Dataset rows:
--------------------------------

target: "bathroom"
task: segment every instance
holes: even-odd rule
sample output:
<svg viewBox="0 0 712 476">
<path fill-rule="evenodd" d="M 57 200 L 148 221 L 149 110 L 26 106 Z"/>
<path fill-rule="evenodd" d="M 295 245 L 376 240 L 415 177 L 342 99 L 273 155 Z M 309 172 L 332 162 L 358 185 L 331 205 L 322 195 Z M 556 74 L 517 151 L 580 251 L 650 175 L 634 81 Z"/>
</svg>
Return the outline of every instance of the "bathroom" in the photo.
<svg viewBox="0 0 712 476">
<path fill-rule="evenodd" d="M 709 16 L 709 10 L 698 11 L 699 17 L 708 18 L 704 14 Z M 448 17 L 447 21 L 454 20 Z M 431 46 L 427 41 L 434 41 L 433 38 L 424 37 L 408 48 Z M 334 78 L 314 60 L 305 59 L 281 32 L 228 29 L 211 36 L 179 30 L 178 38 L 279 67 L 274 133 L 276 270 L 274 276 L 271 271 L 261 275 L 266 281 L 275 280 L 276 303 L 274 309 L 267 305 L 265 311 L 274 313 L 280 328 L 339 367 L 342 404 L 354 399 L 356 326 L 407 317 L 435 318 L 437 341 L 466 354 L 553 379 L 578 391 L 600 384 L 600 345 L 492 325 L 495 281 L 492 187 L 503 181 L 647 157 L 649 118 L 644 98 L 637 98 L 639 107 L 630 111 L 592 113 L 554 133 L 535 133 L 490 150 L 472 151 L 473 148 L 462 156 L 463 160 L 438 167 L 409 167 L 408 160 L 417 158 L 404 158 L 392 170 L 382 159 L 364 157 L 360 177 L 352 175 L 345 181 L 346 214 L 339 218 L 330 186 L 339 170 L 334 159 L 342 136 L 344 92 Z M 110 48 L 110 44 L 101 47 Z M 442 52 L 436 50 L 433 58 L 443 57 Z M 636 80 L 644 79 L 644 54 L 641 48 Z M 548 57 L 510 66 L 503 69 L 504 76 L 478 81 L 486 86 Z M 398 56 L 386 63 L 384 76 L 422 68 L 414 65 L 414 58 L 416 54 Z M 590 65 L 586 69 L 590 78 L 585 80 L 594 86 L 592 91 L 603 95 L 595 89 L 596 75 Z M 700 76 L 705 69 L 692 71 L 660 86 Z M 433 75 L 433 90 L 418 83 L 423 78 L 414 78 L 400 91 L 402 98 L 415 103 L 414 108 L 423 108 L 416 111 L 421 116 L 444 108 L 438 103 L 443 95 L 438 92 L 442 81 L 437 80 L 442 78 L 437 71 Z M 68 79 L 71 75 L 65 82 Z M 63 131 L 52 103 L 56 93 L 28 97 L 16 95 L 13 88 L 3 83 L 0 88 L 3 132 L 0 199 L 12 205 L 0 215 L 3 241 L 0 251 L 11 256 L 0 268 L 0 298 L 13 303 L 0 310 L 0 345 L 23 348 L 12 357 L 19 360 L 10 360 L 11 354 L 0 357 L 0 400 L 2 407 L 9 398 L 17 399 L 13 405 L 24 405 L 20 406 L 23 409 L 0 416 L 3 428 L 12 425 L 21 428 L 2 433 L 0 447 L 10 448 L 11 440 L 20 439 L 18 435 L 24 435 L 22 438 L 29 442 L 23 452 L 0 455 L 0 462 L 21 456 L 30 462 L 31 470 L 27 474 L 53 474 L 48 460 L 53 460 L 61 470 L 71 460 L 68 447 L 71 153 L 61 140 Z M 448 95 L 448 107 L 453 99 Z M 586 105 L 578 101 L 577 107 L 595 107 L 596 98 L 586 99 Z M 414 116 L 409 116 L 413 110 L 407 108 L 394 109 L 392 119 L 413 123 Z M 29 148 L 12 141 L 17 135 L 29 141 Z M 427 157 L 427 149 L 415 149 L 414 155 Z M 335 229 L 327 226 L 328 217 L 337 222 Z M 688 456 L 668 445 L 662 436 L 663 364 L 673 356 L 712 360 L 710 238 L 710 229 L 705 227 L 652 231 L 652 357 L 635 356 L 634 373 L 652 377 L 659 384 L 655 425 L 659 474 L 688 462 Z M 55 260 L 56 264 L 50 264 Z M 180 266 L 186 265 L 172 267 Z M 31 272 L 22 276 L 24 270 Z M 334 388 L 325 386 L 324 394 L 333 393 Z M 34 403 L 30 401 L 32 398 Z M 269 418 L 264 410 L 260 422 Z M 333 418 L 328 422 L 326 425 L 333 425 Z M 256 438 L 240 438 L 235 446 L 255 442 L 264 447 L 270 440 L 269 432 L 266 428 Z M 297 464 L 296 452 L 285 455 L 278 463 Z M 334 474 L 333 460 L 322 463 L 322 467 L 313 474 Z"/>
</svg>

--------------------------------

Job
Retype every line of the listing above without changing a single character.

Output of the exercise
target: "bathroom"
task: segment every instance
holes: even-odd rule
sample output:
<svg viewBox="0 0 712 476">
<path fill-rule="evenodd" d="M 57 200 L 148 221 L 149 110 L 26 106 Z"/>
<path fill-rule="evenodd" d="M 295 245 L 376 240 L 415 177 L 342 99 L 273 155 Z M 309 172 L 332 162 L 358 185 L 331 205 L 322 195 Z M 556 74 L 517 151 L 580 251 L 650 175 L 634 81 Z"/>
</svg>
Return the outline of every instance of the "bathroom" in the photo.
<svg viewBox="0 0 712 476">
<path fill-rule="evenodd" d="M 709 16 L 709 10 L 698 11 L 699 17 L 708 18 L 704 14 Z M 448 17 L 447 21 L 454 20 Z M 431 46 L 427 41 L 434 41 L 433 38 L 424 37 L 408 48 Z M 334 78 L 314 60 L 305 59 L 281 32 L 228 29 L 211 36 L 179 30 L 178 38 L 279 67 L 274 133 L 276 270 L 274 276 L 271 271 L 261 275 L 266 281 L 275 280 L 276 303 L 274 309 L 267 305 L 265 311 L 274 313 L 280 328 L 339 367 L 342 404 L 354 399 L 356 326 L 407 317 L 435 318 L 437 341 L 466 354 L 553 379 L 578 391 L 600 384 L 600 345 L 492 325 L 495 281 L 492 187 L 503 181 L 647 157 L 649 118 L 644 98 L 637 98 L 639 107 L 630 111 L 592 113 L 554 133 L 535 133 L 490 150 L 472 151 L 473 148 L 462 156 L 463 160 L 438 167 L 409 167 L 408 160 L 417 158 L 404 158 L 392 170 L 382 159 L 364 157 L 360 177 L 352 175 L 345 181 L 346 214 L 339 218 L 330 186 L 339 170 L 334 159 L 342 136 L 344 92 Z M 110 48 L 110 44 L 101 47 Z M 442 52 L 436 50 L 433 58 L 443 57 Z M 636 80 L 644 79 L 644 54 L 641 48 Z M 548 57 L 510 66 L 503 69 L 504 76 L 478 81 L 486 86 Z M 398 56 L 386 63 L 384 76 L 422 68 L 414 65 L 414 58 L 416 54 Z M 590 65 L 586 69 L 590 78 L 585 80 L 594 86 L 592 91 L 603 95 L 595 89 L 596 75 Z M 700 76 L 705 69 L 692 71 L 660 86 Z M 433 75 L 433 90 L 418 83 L 423 78 L 414 78 L 400 91 L 402 98 L 415 103 L 414 108 L 423 108 L 416 111 L 421 116 L 444 108 L 438 103 L 443 95 L 438 92 L 442 81 L 437 80 L 442 78 L 437 71 Z M 68 79 L 71 75 L 65 82 Z M 63 131 L 52 103 L 56 93 L 28 97 L 16 95 L 13 88 L 3 83 L 0 88 L 3 132 L 0 199 L 12 205 L 0 215 L 3 241 L 0 251 L 11 256 L 0 268 L 0 298 L 13 303 L 0 310 L 0 345 L 23 348 L 12 357 L 19 360 L 10 360 L 11 354 L 0 357 L 0 400 L 2 407 L 9 398 L 17 399 L 13 405 L 24 405 L 20 406 L 23 409 L 0 416 L 3 428 L 12 425 L 21 428 L 2 433 L 0 447 L 10 448 L 11 440 L 20 439 L 18 435 L 24 435 L 22 438 L 29 442 L 23 452 L 0 455 L 0 462 L 21 456 L 30 462 L 31 470 L 27 474 L 53 474 L 48 460 L 53 460 L 61 470 L 71 460 L 68 447 L 71 153 L 61 140 Z M 448 95 L 448 107 L 453 99 Z M 586 105 L 578 101 L 577 107 L 595 107 L 596 98 L 586 99 Z M 414 116 L 409 116 L 413 110 L 407 108 L 394 109 L 392 119 L 413 123 Z M 29 148 L 12 141 L 17 135 L 29 141 Z M 427 157 L 427 149 L 415 149 L 414 155 Z M 335 229 L 327 226 L 328 217 L 337 222 Z M 688 456 L 668 445 L 662 436 L 663 364 L 673 356 L 712 360 L 710 238 L 710 229 L 705 227 L 652 231 L 652 357 L 635 356 L 634 373 L 652 377 L 659 384 L 655 425 L 659 474 L 688 462 Z M 55 260 L 56 264 L 50 264 Z M 180 266 L 186 265 L 172 267 Z M 31 272 L 22 276 L 24 270 Z M 334 388 L 325 386 L 324 394 L 333 393 Z M 34 403 L 30 401 L 32 398 Z M 269 418 L 264 410 L 260 422 Z M 333 418 L 328 422 L 326 425 L 333 425 Z M 256 438 L 240 438 L 235 446 L 255 442 L 264 447 L 270 440 L 269 432 L 266 428 Z M 297 464 L 296 452 L 285 455 L 278 463 Z M 334 474 L 333 460 L 322 463 L 322 467 L 313 474 Z"/>
</svg>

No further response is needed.